--- The problem ---
Each record must be returned exactly, apart from the pictures, which stay out.

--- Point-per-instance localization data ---
+ + + + + + +
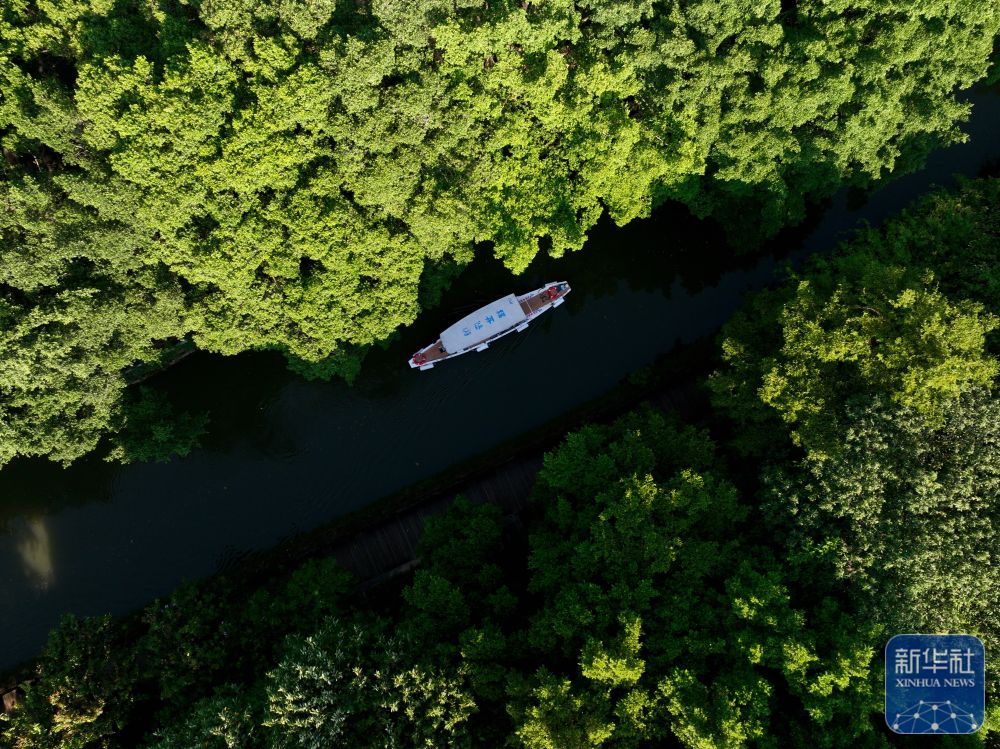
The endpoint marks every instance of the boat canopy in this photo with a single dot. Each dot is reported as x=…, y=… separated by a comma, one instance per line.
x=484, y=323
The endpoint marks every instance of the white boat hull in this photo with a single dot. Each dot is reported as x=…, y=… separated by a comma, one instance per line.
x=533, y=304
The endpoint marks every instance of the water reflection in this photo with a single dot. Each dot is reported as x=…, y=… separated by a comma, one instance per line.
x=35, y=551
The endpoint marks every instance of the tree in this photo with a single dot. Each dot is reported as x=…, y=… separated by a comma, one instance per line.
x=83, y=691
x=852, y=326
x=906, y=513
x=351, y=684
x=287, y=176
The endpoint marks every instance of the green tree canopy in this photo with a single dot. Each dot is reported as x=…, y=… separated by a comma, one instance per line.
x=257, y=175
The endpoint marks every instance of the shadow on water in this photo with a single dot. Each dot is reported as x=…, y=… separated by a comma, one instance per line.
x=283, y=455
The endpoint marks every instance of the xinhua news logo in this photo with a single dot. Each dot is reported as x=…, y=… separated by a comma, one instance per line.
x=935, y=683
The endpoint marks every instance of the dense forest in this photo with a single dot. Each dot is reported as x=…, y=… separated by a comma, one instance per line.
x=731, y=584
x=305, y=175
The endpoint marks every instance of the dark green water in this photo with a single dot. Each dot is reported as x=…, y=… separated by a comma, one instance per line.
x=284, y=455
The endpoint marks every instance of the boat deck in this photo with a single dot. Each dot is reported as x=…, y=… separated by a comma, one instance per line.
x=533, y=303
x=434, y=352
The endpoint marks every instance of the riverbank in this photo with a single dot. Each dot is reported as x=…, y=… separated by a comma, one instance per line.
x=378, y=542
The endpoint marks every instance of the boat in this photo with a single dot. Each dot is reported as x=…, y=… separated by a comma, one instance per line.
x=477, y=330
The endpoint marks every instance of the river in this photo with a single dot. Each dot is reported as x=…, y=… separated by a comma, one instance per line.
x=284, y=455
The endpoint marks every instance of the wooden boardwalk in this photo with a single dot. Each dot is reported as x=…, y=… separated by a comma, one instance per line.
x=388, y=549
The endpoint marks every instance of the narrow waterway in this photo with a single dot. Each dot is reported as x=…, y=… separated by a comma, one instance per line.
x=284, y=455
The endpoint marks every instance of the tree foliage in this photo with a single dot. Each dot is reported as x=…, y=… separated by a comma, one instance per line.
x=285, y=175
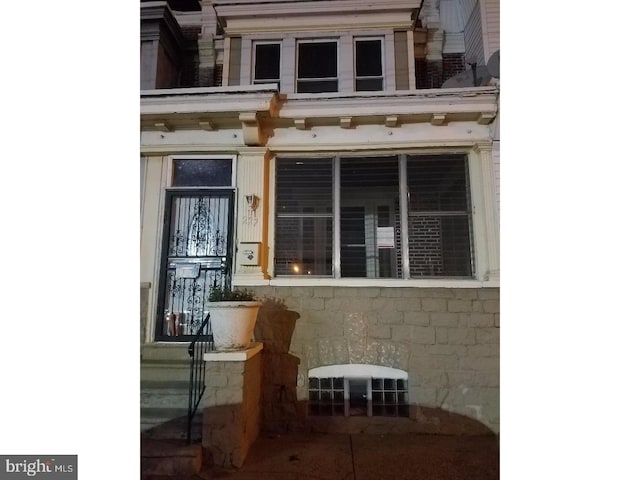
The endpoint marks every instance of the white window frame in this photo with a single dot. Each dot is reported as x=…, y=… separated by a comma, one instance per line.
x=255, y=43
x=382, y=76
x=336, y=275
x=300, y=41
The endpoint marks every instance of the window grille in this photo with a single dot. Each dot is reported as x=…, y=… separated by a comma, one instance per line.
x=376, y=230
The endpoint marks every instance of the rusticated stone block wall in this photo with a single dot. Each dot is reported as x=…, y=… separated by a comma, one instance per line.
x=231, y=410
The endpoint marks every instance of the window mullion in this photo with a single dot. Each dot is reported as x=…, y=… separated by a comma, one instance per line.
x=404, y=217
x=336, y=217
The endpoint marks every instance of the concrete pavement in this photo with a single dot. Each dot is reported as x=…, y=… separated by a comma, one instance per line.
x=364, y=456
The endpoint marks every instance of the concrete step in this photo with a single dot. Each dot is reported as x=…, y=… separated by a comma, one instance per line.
+ + + + + + +
--- Solved problem ---
The endpoint marks every instance of the boat canopy in this photo with a single dot. Each dot is reported as x=…, y=… separated by a comma, one instance per line.
x=484, y=323
The endpoint marks every instance of the white boat hull in this photo with a single dot. Each dot is reported as x=…, y=… separated by a comma, one instance per line.
x=533, y=304
The endpoint marks every instance of the water reflection in this photo with a single dot. Each dot is reported as x=…, y=… separated by a comma, one instance per line.
x=35, y=551
The endpoint marks every instance of the tree in this photo with a single dot. Each dot is reported as x=…, y=… separated by a comma, one instance per line.
x=83, y=691
x=852, y=326
x=906, y=513
x=351, y=684
x=287, y=176
The endpoint marks every instance of the green tree canopy in this photo with a single dot. Each dot is reported as x=…, y=… separated by a comma, one instance per line.
x=257, y=175
The endpoint marks every instance of the shadow on water in this photo with a single dot. Each dot is reported as x=…, y=… separated by a comma, one instance per line.
x=283, y=455
The endpoint marks every instance of the xinhua news logo in this photo with a single dot. Each dot is reported as x=…, y=… separated by a comma, one instance per line.
x=935, y=683
The endpoint marks every instance of the dense forest in this photo with a single dot. Each dot is reported as x=…, y=… separated by a comma, one instance per line.
x=731, y=584
x=305, y=175
The endpoint marks every instance of the dark green water in this photo with a single dot. Each dot is reported as x=…, y=… separated by a comma, one instance per line.
x=284, y=455
The endpoint marks every instance of the boat deck in this photo with a single dot. Each dot is reported as x=…, y=… separated by a comma, one instance per line.
x=533, y=303
x=434, y=352
The endpoint marks every instance of the riverbank in this photo with a single dot. Each dot is reported as x=…, y=… separated by a comma, one instance per line.
x=378, y=542
The endpoint marks every instance of the boat in this photo with a single dot. Each dot is reported as x=…, y=… separated by a comma, one instance per line.
x=477, y=330
The endpoint marks every instance of the river in this photo with a single dot. Each dot is reported as x=…, y=… separated by a comma, one instance per line.
x=284, y=455
The endpoint marks every instance of the wooden boardwalk in this photo with a single dot. Each dot is reported as x=…, y=… separated by a comma, one instance per line.
x=388, y=549
The endpoint marks every instance of the narrow waterway in this photo with a single dot. Each dot is reported as x=…, y=… separated by a comma, one instance per line.
x=284, y=455
The endpoint marks every instance of the tree foliage in this photo with a single dot. Each dot is reported as x=…, y=… separated by a comma, one instance per line.
x=285, y=175
The endpoint marks every instance of the white window frame in this photo with a single dot. Each dot is reported as x=…, y=… separated by a comma, one instance per line.
x=255, y=43
x=382, y=76
x=336, y=275
x=300, y=41
The endpoint marks every instance of the window grille in this photo with a single dot. Each dot is reported as x=…, y=… separated by a comma, one instance per line.
x=376, y=230
The endpoint marks every instance of the rusticated stone block wall in this photo with a single dot. Each dot is reported as x=…, y=… separated by a comma, one instance per line.
x=231, y=410
The endpoint marks every instance of the window mullion in this photo with a single dot. Each dot is reported as x=…, y=… separated by a comma, one instance per line.
x=404, y=217
x=336, y=217
The endpoint marks every instance of the concrete pavement in this photo with a single dot. Each dot is reported as x=…, y=… separated by a comma, one instance per line.
x=364, y=456
The endpoint marks every instance of the concrete step in this photo with a single dot. Each dot is reported as x=…, y=… separated by a comma, one instance per line.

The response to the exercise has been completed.